TASKS TO PERFORM ::
1. Check each statement against the rose curve proof below and mark it yes or no, quoting the words of the proof that decide it: (a) the solution assumes the curve has the form r = sin nθ; (b) in the even case, case 1 has π/n multiplied by an even factor; (c) the even case ends with n unique petals.
2. Extend the rose curve proof below, picking up right after its final sentence.

TEXT PASSAGE ::
>> start

Question

Show there are n petals in a rose curve with odd n and 2n petals in a rose curve with even n.

Solution

WLOG the rose curve has the form r = \cos n\theta. Then there are 2 cases to get a maximum point on a petal: either \cos n\theta = 1 or \cos( n(\theta + \pi)) = -1

Case 1


\cos n\theta = 1

For all integers i:


n\theta = 2i\pi


\theta = \frac {2i\pi} n

Case 2

\cos( n(\theta + \pi)) = -1

For any arbitrary integer i:

n(\theta + \pi) = 2i\pi + 1 \theta = \frac {(2i + 1)\pi - n\pi} n

For \theta \in [0, 2\pi) both sequences create

Even Case

Factor out \frac \pi n from both sides. Case 1 has \frac \pi n multiplied by an even factor, while case 2 has \frac \pi n multiplied by an odd factor. Therefore the sequences are unique, creating 2n unique petals.

>> end

PROVIDED DATA ::
>> start

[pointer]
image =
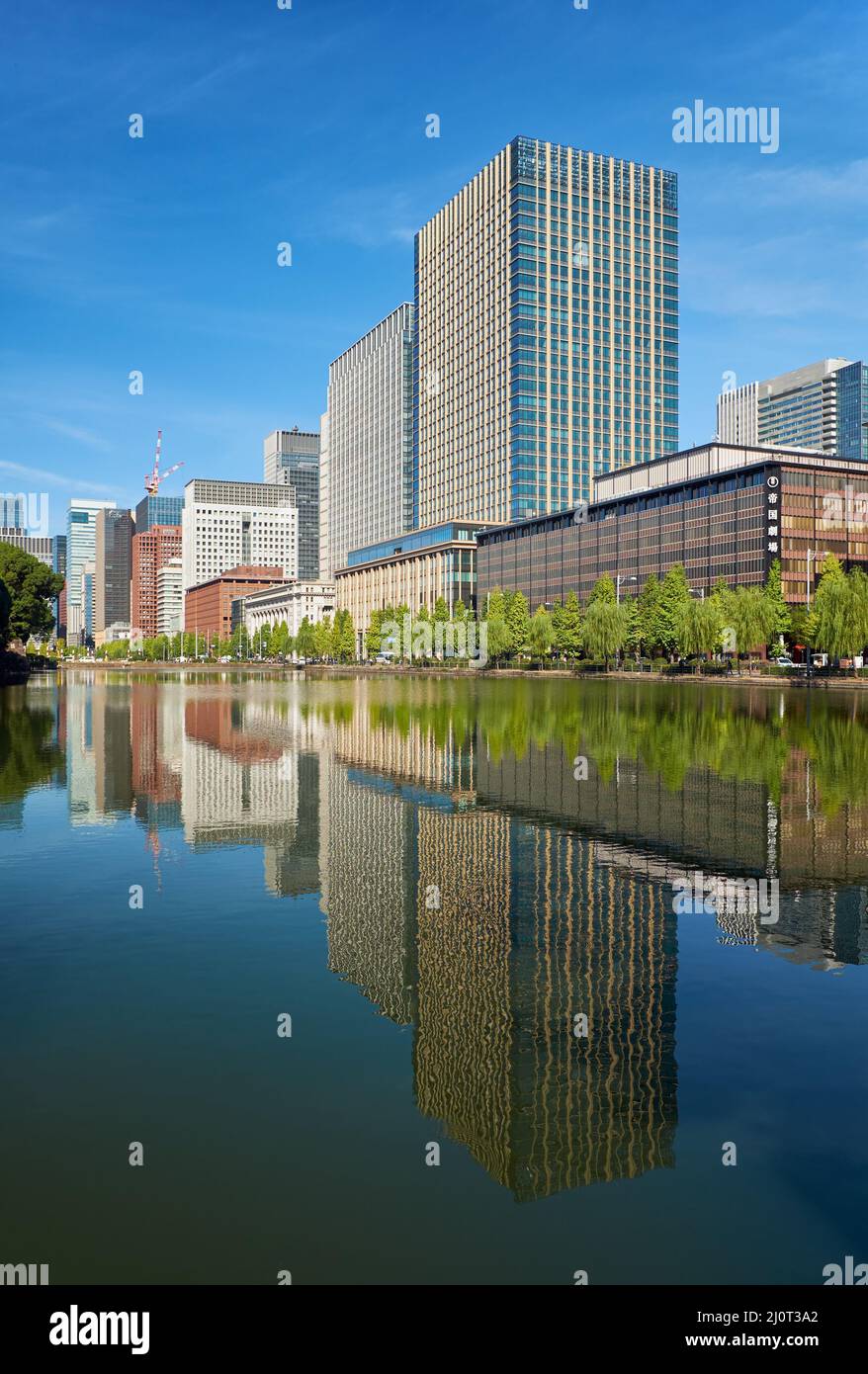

>> end

RESPONSES TO THE EXERCISE ::
1.
(a) No: "WLOG the rose curve has the form r = \cos n\theta"
(b) Yes: "Case 1 has \frac \pi n multiplied by an even factor"
(c) No: "creating 2n unique petals"

2.
Odd Case

Take case 2:

\theta = \frac {(2i + 1)\pi - n\pi} n \theta = \frac {2i\pi + (1 - n)\pi} n

Since n is odd, 1 - n is even, and therefore the numerator is an even factor of \pi.

\theta = \frac {2i\pi} n

Therefore case 2 produces the same \theta as case 1, resulting in n petals.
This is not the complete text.